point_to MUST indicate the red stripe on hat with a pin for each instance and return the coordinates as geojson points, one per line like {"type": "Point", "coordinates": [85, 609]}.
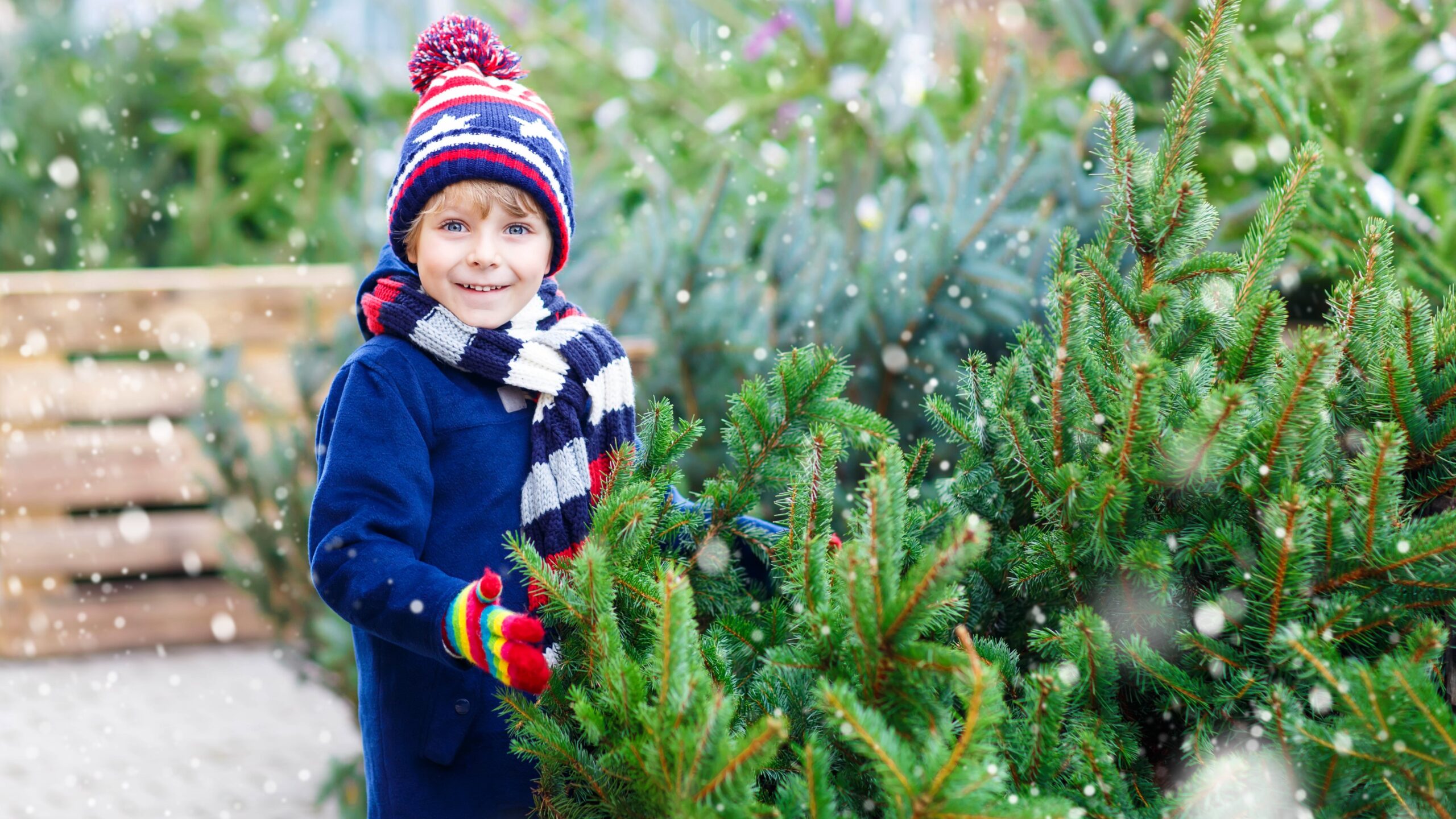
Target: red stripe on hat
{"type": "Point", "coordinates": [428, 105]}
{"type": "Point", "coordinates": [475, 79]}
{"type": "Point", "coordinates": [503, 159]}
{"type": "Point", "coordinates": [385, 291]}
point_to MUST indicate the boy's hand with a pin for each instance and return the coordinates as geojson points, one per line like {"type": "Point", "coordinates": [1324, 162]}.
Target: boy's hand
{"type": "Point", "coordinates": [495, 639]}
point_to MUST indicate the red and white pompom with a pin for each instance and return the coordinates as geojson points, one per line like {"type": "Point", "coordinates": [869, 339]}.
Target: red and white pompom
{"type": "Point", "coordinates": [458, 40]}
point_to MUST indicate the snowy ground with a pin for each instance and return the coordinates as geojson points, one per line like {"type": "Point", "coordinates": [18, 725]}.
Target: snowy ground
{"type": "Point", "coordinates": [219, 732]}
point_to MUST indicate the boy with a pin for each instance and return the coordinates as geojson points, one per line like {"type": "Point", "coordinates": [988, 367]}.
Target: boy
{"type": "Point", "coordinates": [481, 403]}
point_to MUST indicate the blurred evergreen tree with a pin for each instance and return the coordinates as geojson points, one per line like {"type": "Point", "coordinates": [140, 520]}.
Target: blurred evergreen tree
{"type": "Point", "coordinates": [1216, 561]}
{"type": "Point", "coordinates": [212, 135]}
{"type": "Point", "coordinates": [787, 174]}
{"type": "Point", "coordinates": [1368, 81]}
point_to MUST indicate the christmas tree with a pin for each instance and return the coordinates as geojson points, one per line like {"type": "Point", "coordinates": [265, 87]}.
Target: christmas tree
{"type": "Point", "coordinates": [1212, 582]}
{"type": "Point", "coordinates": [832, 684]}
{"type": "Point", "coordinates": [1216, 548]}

---

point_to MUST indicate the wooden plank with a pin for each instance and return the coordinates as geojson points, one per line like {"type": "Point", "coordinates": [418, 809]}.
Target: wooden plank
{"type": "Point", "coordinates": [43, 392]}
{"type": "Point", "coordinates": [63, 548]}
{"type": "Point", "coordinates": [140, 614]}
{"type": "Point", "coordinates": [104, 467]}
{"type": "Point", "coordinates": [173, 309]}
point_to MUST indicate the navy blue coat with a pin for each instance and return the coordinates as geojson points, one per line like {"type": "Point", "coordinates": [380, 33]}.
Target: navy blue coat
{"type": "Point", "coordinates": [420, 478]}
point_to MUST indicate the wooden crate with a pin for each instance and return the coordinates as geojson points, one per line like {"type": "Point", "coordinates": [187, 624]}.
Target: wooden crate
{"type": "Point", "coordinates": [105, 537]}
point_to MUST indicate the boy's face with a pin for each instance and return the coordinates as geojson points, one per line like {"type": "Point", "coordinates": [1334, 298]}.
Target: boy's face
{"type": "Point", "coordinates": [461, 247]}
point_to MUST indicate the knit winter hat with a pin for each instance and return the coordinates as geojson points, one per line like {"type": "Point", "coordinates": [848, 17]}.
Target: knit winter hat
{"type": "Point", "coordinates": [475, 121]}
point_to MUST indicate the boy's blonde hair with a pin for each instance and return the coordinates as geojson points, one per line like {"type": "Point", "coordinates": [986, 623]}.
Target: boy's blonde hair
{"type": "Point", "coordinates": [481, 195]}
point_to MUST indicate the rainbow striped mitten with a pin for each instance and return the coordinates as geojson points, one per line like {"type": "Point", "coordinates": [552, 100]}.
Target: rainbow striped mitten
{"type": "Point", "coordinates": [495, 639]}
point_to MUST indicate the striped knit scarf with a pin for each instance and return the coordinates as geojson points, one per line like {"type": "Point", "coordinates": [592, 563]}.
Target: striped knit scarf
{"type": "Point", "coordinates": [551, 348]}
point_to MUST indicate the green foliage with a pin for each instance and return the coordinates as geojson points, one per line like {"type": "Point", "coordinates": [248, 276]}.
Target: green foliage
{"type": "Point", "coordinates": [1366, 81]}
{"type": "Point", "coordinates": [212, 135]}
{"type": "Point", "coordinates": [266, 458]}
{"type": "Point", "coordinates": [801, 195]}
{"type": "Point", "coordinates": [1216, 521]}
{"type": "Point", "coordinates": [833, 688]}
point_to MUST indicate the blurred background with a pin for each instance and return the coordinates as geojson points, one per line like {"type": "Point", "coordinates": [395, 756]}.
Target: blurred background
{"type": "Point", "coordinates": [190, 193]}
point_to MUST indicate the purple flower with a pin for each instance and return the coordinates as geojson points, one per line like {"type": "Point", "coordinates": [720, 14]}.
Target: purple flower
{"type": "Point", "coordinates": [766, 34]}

Problem requirements: Reproduce exactly, and with no other material, the lines between those holding "point_to MUST indicate the knit" and "point_to MUST indicate the green", inclusive.

Exercise response:
point_to MUST indicate the knit winter hat with a pin for each instance and return the coordinates as geojson points, one per line like {"type": "Point", "coordinates": [848, 17]}.
Target: knit winter hat
{"type": "Point", "coordinates": [475, 121]}
point_to MUST indicate the boy's blonde hair with a pin for each instance and return the coordinates as geojson points, one per line like {"type": "Point", "coordinates": [986, 623]}.
Target: boy's blonde hair
{"type": "Point", "coordinates": [481, 195]}
point_to MUST indicate the rainbow striped mitten with a pin for each instance and return the coordinates as geojson points, one per line like {"type": "Point", "coordinates": [552, 100]}.
Target: rainbow striped mitten
{"type": "Point", "coordinates": [495, 639]}
point_to MUST indicate the striped knit scarf with a pin for each instance and return the coordinates as geojson points, one per line like {"type": "Point", "coordinates": [592, 563]}.
Target: striped knit scarf
{"type": "Point", "coordinates": [551, 348]}
point_to MUST indicate the green foliage with a pin for each instance and return the coordinates as geojson points, one per line like {"type": "Point", "coordinates": [248, 276]}.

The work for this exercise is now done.